ACTION ITEM | Exact repetition of every record is required.

DATA EXTRACT |

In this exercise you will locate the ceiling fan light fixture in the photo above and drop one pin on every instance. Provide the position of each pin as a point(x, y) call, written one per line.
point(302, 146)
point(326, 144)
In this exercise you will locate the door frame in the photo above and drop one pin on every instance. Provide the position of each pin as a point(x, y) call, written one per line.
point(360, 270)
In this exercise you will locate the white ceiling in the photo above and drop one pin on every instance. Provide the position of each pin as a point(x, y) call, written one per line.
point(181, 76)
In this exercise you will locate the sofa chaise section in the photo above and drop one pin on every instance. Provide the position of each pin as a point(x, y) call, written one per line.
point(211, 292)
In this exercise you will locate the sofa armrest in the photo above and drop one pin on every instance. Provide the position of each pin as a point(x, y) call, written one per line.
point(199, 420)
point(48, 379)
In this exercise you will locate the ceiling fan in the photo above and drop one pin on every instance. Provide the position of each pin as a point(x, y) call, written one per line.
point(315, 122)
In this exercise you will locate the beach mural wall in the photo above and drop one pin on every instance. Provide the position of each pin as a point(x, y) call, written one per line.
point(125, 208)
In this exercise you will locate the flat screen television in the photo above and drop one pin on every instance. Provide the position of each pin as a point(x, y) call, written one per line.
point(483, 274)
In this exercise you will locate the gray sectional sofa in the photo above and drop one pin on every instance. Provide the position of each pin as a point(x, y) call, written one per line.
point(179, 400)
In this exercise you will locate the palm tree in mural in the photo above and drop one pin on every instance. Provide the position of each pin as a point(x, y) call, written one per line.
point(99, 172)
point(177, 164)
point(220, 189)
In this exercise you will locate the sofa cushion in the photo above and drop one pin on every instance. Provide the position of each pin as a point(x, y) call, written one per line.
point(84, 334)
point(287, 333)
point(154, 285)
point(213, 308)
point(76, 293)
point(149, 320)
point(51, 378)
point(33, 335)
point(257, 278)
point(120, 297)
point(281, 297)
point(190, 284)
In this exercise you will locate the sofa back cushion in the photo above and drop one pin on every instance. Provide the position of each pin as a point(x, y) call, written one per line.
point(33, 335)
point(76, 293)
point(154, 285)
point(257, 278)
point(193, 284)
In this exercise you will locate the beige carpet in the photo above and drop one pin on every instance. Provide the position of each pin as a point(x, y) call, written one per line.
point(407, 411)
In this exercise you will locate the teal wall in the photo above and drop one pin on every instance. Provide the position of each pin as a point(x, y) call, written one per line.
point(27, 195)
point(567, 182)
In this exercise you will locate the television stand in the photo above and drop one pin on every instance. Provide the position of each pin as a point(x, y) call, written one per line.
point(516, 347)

OUTPUT OF THE TASK |
In this exercise you will locate the ceiling fan light fixture in the photo above and drop one pin on every instance. Provide the position of each pin as a point(x, y) call, written one per line.
point(302, 146)
point(326, 144)
In this exercise you will locate the door frame in the photo above and drop one pin on every instance. Provide the position of each pin as a point(x, y) call, written one per line.
point(360, 270)
In this exercise you will locate the white ceiling in the photo above and drop one pin on every instance. Provide the position of each pin as a point(x, y) call, written one per line.
point(181, 76)
In this exercise you will locate the sofa chaise section in the photo above and drop one pin on every instance. Provide the position of each pin as a point(x, y) call, written one per line.
point(211, 292)
In this exercise you will locate the sofa armrest in the photo above and drop one pin on every instance. Provide the position of each pin as a point(x, y) call, written one per line.
point(199, 420)
point(48, 379)
In this exercise you will locate the ceiling fan in the photo above and drop one pin on every instance. Provide the position of each pin as a point(x, y) call, written one per line.
point(315, 122)
In this exercise you will locate the beach mural wall in the photo above and drop one pin on every instance. Provide the position of each pin as a point(x, y) call, written one per line.
point(125, 208)
In this exercise you will locate the flat screen television in the photo above and drop one pin on every instance. Provide the position of each pin as a point(x, y) call, written one per line.
point(483, 274)
In this exercise you will locate the gray sectional sofa in the photo above and drop one pin on every instance. Provide the position of each pin as a point(x, y) call, written one per line.
point(179, 400)
In this exercise you will locate the palm tree in mural in the photo above and drop one pin on every instance. Provide the position of each pin as a point(x, y) call, written one per line.
point(99, 172)
point(177, 164)
point(220, 189)
In this exercise you will locate the sofa cushion in the photo above and drop one pin on every instance. Provide the position of each pin as a point(x, y) call, written one per line.
point(84, 334)
point(287, 333)
point(154, 285)
point(213, 308)
point(76, 293)
point(149, 320)
point(51, 378)
point(33, 335)
point(257, 278)
point(120, 297)
point(281, 297)
point(190, 284)
In this exercise you will locate the sofa back cushion in the photo above and drop one pin on every instance. Provide the position of each pin as a point(x, y) call, written one per line.
point(33, 335)
point(76, 293)
point(154, 285)
point(257, 278)
point(193, 284)
In this exercise you will locate the beige carpet in the photo above and drop one pin on every instance. Provide the position of each pin as a point(x, y) call, written one per line.
point(407, 411)
In this exercise you will locate the teal wall in the photo above and drop one pin on every instance. Provide the position of each pin as a point(x, y) call, written one per line.
point(27, 195)
point(567, 182)
In this exercise you will locate the television stand in the photo above and drop one pin on every instance. Provide the position of each pin as a point(x, y) call, written one per line.
point(516, 347)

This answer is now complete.